Stored dataset items
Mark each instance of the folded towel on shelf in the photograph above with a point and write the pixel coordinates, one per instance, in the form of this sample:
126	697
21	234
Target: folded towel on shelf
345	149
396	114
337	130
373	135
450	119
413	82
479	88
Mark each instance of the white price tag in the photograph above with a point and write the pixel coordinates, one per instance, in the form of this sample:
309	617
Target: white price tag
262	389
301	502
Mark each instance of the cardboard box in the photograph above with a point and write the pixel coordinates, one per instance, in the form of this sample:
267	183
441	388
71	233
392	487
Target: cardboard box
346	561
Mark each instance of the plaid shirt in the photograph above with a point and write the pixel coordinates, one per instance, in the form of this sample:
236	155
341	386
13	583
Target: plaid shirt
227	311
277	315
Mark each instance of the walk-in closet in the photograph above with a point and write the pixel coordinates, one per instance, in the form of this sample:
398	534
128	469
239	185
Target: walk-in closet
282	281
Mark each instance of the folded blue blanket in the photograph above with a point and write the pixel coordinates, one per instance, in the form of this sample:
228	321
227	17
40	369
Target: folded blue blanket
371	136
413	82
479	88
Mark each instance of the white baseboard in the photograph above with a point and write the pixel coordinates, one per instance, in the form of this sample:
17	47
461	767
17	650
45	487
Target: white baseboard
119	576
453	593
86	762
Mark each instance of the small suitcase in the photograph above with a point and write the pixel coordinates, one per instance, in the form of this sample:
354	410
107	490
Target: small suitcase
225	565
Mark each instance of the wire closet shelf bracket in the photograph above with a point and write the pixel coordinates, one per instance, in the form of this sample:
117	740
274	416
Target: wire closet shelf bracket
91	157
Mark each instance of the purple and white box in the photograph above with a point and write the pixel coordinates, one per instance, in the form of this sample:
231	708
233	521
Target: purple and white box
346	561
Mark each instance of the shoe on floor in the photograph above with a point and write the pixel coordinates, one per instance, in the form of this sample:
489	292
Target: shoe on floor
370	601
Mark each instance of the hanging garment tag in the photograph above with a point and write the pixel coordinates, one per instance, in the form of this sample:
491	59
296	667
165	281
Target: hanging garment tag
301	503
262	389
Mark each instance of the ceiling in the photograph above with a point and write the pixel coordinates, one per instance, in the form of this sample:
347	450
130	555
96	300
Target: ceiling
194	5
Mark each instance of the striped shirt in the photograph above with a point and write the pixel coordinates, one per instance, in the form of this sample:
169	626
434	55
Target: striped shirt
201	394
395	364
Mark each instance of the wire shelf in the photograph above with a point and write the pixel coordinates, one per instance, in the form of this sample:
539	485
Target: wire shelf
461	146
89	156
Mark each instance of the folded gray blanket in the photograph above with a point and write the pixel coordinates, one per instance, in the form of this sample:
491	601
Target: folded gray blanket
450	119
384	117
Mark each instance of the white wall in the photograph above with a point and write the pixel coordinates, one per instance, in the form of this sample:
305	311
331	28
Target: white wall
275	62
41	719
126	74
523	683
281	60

*EXERCISE DESCRIPTION*. Reproduce all of the rows above line for line, with no changes.

*FINISHED TASK*.
Mark each instance of the folded towel on shelf in the photograph above with a point and write the pixel coordinates, one per instance, in the form of this sample:
126	697
21	234
Target: folded towel on shelf
345	149
396	114
337	130
373	135
450	119
413	82
479	88
Mark each instance of the white price tag in the photograph above with a point and write the pixel coordinates, one per instance, in the form of this sample:
309	617
Target: white price tag
262	389
301	502
Mark each instance of the cardboard box in the photograph above with a point and write the pixel coordinates, one per instance, in the form of this sample:
267	183
441	388
71	233
392	487
Target: cardboard box
346	561
Mark each instance of the plaid shirt in the photograph above with a point and write the pixel coordinates, one per instance, in the form of this sample:
236	155
341	386
13	583
Target: plaid shirt
227	311
277	315
Mark each instance of the walk-in closet in the photograph above with a point and write the pixel coordinates, one per instance, in the form of this sample:
398	534
128	469
239	185
Target: walk-in closet
282	281
Mark each instance of the folded blue blanket in the photograph above with a point and write the pixel coordinates, one per instance, in the form of this sample:
228	321
227	17
40	369
Target: folded blue blanket
371	136
413	82
479	88
Mark each instance of the white baseboard in the photograph above with a point and write the pixel coordinates, one per instance, in the form of this sample:
17	47
461	767
17	650
45	487
Target: white baseboard
119	576
453	593
86	762
Mark each instance of the small suitcase in the photograph above with a point and write the pixel coordinates, one per instance, in the form of this sample:
354	410
107	490
Target: small suitcase
225	565
Mark each instance of the wire closet shelf bracket in the photograph above with a point and write the pixel coordinates, one per instance, in the form of this sample:
117	740
274	416
Target: wire closet shelf bracket
91	157
Mark each instance of the purple and white box in the photograph above with a point and write the pixel coordinates, one per instance, in the form of this sample:
231	708
233	521
Target: purple and white box
346	561
Mark each instance of the shoe on floor in the photograph above with a point and write the pixel coordinates, one per instance, in the form of this sample:
489	292
Target: shoe on floor
370	601
Mark each instance of the hanging garment tag in the photograph above with a point and write the pixel coordinates, one per instance, in the form of this sample:
491	59
296	667
165	281
Target: hanging garment tag
301	503
262	389
Mark each instance of the ceiling in the photograph above with a point and write the pixel coordinates, one per instance, in the form of this sample:
347	450
130	555
96	300
Target: ceiling
194	5
Mark each instance of the striped shirt in the photograph above with a point and write the pixel coordinates, one per instance, in the form of this sample:
169	626
434	55
Target: striped shirt
201	394
395	364
Mark each instance of the wire shelf in the photograph above with a point and write the pixel coordinates, one per instance, in the form of this sample:
539	485
Target: wire shelf
461	146
89	156
Mark each instance of the folded gray blanket in the photograph above with a point and write the pixel coordinates, one per instance, in the form of this sample:
491	601
Target: folded gray blanket
450	119
384	117
Mark each instance of the white wall in the photograph above with a point and write the pixel coordinates, one per instance, in the form of this sample:
305	311
331	28
Target: white wall
275	62
41	719
126	74
523	683
281	60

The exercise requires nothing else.